▶ Short problem
In your copy, reproduce the entries exactly as they are, minus the images.

Start of Supplied records

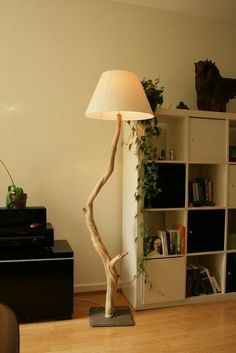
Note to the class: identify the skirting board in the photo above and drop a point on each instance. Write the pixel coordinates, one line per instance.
(91, 287)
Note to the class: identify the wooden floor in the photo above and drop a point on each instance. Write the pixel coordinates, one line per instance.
(198, 328)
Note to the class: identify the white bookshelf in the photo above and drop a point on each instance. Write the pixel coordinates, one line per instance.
(200, 141)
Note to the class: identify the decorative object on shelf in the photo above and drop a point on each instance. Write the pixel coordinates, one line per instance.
(213, 90)
(118, 96)
(153, 92)
(15, 198)
(232, 153)
(181, 105)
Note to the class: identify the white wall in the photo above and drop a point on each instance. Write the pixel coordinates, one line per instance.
(52, 54)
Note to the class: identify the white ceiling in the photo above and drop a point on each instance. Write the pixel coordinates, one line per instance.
(221, 9)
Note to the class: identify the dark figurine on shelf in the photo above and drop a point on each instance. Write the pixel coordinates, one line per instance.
(181, 105)
(213, 90)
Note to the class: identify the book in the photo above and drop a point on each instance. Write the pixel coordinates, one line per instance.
(206, 284)
(215, 284)
(182, 232)
(189, 281)
(163, 236)
(196, 285)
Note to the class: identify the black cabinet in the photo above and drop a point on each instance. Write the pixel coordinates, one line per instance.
(205, 230)
(39, 283)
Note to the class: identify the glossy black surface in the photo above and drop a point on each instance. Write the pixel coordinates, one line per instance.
(38, 285)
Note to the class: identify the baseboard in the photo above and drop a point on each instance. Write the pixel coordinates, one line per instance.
(91, 287)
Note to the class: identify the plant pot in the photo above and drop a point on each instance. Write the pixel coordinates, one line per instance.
(21, 203)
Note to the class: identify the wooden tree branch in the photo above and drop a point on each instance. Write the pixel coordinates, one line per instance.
(108, 262)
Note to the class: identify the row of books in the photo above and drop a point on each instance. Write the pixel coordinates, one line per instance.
(201, 192)
(166, 242)
(200, 280)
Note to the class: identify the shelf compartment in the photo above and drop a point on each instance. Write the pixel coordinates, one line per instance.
(214, 173)
(205, 230)
(231, 234)
(170, 195)
(200, 136)
(197, 284)
(161, 220)
(167, 276)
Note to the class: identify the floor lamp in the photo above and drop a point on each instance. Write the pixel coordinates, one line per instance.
(119, 96)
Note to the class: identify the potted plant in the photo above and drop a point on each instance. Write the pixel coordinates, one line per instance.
(15, 198)
(143, 136)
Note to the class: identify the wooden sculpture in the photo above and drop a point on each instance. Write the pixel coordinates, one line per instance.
(213, 90)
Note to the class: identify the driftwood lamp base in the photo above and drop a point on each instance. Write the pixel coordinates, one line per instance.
(122, 317)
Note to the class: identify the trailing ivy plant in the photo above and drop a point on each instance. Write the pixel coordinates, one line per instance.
(143, 137)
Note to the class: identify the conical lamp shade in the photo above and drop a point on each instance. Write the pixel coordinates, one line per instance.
(119, 91)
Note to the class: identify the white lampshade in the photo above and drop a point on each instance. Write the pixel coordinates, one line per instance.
(121, 92)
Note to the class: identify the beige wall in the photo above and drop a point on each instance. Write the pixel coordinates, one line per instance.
(52, 54)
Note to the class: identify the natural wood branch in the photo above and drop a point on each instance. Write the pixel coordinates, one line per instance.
(108, 262)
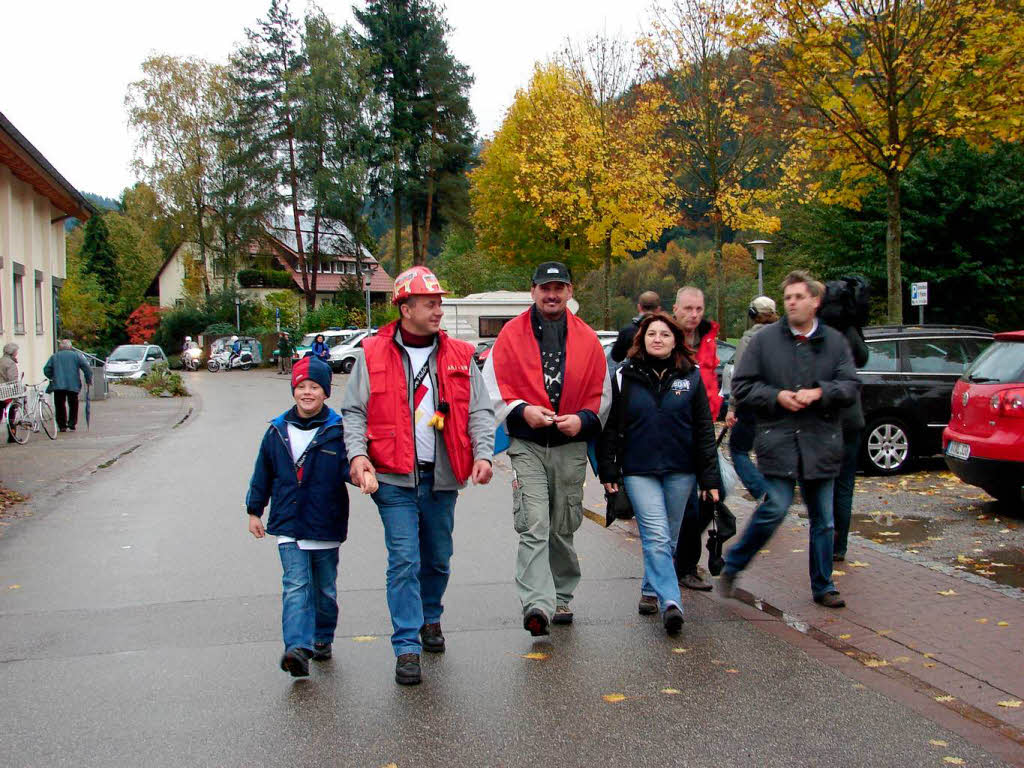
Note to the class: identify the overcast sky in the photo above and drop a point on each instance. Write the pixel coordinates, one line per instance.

End of Supplied records

▶ Reply to the exercise
Note to the class: identify the skirting board in the photo above and drop a point on each instance. Write the pixel coordinates, one line per instance.
(91, 287)
Note to the class: identify the wooden floor in the photo above and drop a point on each instance. Write the pixel coordinates, one line per instance.
(198, 328)
Note to the class: identify the white bookshelf in the photo above and drop a point on each instance. Write the pixel coordinates, one line per instance.
(200, 141)
Note to the class: identify the decorative object on shelf in the photo above and drop a point on each instance. Write the pixel coordinates, one line per instance.
(213, 90)
(118, 96)
(153, 92)
(15, 198)
(232, 153)
(181, 105)
Note to the class: identify the white wall in the photo above and drop a point on each instance. Write the pixel coordinates, one line per instance.
(52, 54)
Note to the class: identify the white ceiling in the photo above and drop a point on each instance. Write the pixel coordinates, one line per instance.
(221, 9)
Note to the class: identify the dark figurine on shelf in the photo above and drop a point on each instance. Write the pixel coordinates, one line per instance.
(181, 105)
(213, 90)
Note to the class: identify the book in the photo above and drop a point on each instance. Write the pixel coordinates, one line per instance.
(206, 284)
(215, 284)
(182, 232)
(189, 281)
(163, 236)
(196, 285)
Note to the class: identify the black cabinet in the photo above and drop a point on each instance. Write the pixel coordinates, one line per instance.
(205, 230)
(39, 283)
Note to the class: identify the glossy black surface in the photo above and drop a point on each instance. Write the pixel coordinates, one line per instance.
(38, 285)
Note to the class: identify the baseboard in the photo above and drop a point on each instance. Write the pixel coordinates, one line per instance.
(91, 287)
Note to the class: identify the plant pot in the photo above and drop a point on each instance. Write the pixel coordinates, one line per instance.
(21, 203)
Note to the class: identify the wooden tree branch in the photo above and drop a point on each instance. Write the pixel coordinates, one line per instance.
(108, 262)
Note to the class: identify the row of books in the photo above and drop a point on each instance. Write the pixel coordinates, one line per instance.
(201, 192)
(166, 242)
(200, 280)
Note to the class: identify the shelf compartment in the photo above and drop a point on each instance. Write the pixel coordinates, one line per instance.
(214, 173)
(205, 230)
(231, 234)
(170, 195)
(200, 136)
(197, 284)
(161, 220)
(167, 276)
Note to the class: identify the floor lamp in the photo above and drop a point on each instance. Write the pixel coordinates, one line per instance.
(119, 96)
Note to the class: identify the potted plant in the photo above and drop a point on each instance. Write the pixel coordinates, one line per instance.
(15, 198)
(143, 136)
Note to the class: identify the wooden sculpture in the photo above and drop a point on each instance. Write the pixel coordinates, one line per instance.
(213, 90)
Note to the class: identify the driftwood lamp base in the photo above and drop a point on each instance. Write the pixel coordinates, one line per instance.
(122, 317)
Note to the class: identify the trailing ivy plant in the photo above and drop a point on each instance. Write the pixel coordinates, one line per instance.
(143, 137)
Note to the class: identify the conical lamp shade in the photo above and drop a point on each instance. Write the pixel coordinates, one line per instance.
(119, 91)
Note to the class: identify the white lampshade in the photo above and drop a point on each instance. Write the pixel coordinates, one line per instance.
(121, 92)
Note to the class: identify the beige wall in the photo above and drop a point on each instance. Write the pixel coordinates, one line per instance.
(52, 54)
Note to the class: identify the natural wood branch in the photo above and drop a point on each instance. Write the pixel coordinates, one line per instance.
(108, 262)
Note to the class: identify the overcast sky in the photo above and drop a point on each instance. Write the pixel coordinates, one line per instance.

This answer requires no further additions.